Stated problem:
Copy the rows word for word, from the line containing "Tag each instance of the duck head" through the final line of the rows, with both ends included.

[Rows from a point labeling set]

----------

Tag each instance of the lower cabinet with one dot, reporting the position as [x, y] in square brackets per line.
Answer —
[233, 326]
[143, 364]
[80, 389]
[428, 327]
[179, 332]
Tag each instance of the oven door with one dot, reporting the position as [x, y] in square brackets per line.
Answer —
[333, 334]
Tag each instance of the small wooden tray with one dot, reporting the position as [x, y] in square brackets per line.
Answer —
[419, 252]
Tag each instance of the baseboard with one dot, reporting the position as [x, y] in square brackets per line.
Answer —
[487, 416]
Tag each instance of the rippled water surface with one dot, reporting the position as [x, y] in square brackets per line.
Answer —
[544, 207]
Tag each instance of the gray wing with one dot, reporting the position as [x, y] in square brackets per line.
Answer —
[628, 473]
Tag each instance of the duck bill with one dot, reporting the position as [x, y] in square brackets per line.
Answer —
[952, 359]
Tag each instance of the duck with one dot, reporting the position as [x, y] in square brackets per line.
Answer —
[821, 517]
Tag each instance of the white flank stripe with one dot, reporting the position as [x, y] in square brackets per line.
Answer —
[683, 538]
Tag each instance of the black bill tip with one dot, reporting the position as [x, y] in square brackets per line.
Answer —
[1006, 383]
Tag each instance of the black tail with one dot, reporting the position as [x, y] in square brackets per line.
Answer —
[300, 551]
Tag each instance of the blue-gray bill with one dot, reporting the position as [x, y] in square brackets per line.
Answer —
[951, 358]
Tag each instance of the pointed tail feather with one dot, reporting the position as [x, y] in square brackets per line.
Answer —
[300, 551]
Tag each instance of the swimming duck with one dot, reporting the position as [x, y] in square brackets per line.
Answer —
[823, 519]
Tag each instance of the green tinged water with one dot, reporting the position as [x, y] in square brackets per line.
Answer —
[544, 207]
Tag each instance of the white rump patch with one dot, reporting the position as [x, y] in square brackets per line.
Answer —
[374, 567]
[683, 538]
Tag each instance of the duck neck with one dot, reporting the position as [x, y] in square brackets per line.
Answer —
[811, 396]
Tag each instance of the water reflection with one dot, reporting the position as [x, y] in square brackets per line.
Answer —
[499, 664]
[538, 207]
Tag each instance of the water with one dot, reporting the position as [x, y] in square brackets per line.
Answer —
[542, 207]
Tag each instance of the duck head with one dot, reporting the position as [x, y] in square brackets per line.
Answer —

----------

Exercise output:
Tag each instance of the duck head with one dot, reporting the position as [x, y] in square brackets per line.
Answer —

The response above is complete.